- _YOUR GOAL_: Rewrite the items below with every occurrence of "shall provide" changed to "must provide", leaving everything else untouched.

- _STORED DATA_:
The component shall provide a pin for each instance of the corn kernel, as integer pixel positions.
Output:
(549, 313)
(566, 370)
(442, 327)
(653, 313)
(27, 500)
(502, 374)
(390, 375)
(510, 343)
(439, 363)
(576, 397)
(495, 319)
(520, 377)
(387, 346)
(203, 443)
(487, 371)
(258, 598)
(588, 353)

- _EXERCISE ANSWER_:
The component must provide a pin for each instance of the corn kernel, as integer pixel positions.
Output:
(549, 313)
(566, 370)
(442, 327)
(653, 313)
(27, 500)
(502, 374)
(390, 375)
(510, 343)
(439, 363)
(576, 397)
(495, 319)
(520, 377)
(387, 346)
(203, 443)
(487, 371)
(258, 598)
(588, 353)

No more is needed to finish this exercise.